-- Start SUPPLIED RECORDS --

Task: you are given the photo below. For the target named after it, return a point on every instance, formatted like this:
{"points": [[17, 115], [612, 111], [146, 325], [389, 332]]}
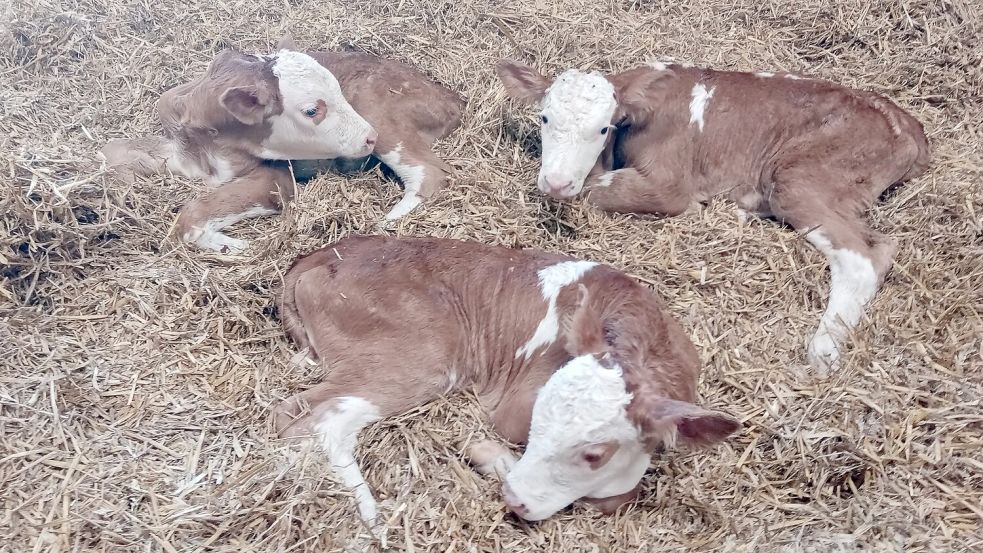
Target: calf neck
{"points": [[811, 153], [574, 358], [237, 126]]}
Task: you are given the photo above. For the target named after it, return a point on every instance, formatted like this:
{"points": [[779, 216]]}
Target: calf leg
{"points": [[629, 190], [421, 172], [335, 411], [859, 258], [491, 458], [262, 191]]}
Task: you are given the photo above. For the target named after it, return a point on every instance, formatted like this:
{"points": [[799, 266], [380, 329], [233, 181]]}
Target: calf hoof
{"points": [[824, 353], [490, 458]]}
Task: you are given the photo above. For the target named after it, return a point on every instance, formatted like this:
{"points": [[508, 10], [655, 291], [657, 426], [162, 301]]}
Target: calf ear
{"points": [[632, 90], [246, 103], [583, 327], [667, 421], [522, 83]]}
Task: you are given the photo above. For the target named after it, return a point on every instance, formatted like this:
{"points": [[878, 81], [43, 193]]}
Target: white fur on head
{"points": [[577, 108], [334, 130], [582, 406]]}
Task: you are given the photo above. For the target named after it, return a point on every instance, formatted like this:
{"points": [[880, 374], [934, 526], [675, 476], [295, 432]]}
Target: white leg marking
{"points": [[698, 105], [210, 237], [552, 279], [490, 458], [853, 284], [339, 430], [412, 177]]}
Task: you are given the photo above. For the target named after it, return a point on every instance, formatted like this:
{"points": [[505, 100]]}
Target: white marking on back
{"points": [[698, 105], [338, 432], [210, 237], [853, 283], [412, 177], [552, 279]]}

-- End SUPPLIED RECORDS --

▶ **TASK**: Give back all entries exactly. No pictures belong in the copy.

▶ **EXERCISE SOLUTION**:
Task: you are given the photo below. For the target named after it, return a point on every instance, formatted like this:
{"points": [[17, 115], [612, 111], [146, 325], [389, 332]]}
Target: calf neck
{"points": [[811, 153], [574, 358], [237, 126]]}
Task: you are given the photo above. For the target named after it, return a point on every instance, formatted like this:
{"points": [[779, 216]]}
Target: calf leg
{"points": [[629, 190], [421, 172], [335, 411], [859, 258], [491, 458], [262, 191]]}
Task: you are given the photo above. For the target named after it, return a point on every instance, formatted like this:
{"points": [[799, 266], [380, 329], [233, 181]]}
Target: calf hoof
{"points": [[824, 353], [490, 458]]}
Task: you are given the photo above. For the target named after it, return a point on every instance, formatted like this:
{"points": [[508, 10], [655, 291], [657, 426], [162, 301]]}
Target: calf ear
{"points": [[632, 90], [246, 103], [583, 327], [667, 421], [522, 83]]}
Task: you are given the photo above. For the target named after it, return a point on every instance, formatted like this:
{"points": [[878, 81], [43, 193]]}
Target: white fur on head
{"points": [[577, 108], [334, 130], [582, 406]]}
Task: you are given the photo above. For the target named after it, return a point on every instance, formatted like this:
{"points": [[880, 374], [934, 526], [675, 476], [295, 432]]}
Target: white leg marking
{"points": [[698, 105], [210, 237], [552, 279], [490, 458], [853, 284], [339, 430], [412, 177]]}
Task: you are given the photo above. For the target named after it, return a point on every instance, formatted like this:
{"points": [[505, 100]]}
Target: white marking on back
{"points": [[698, 105], [338, 432], [210, 237], [853, 283], [412, 177], [552, 279]]}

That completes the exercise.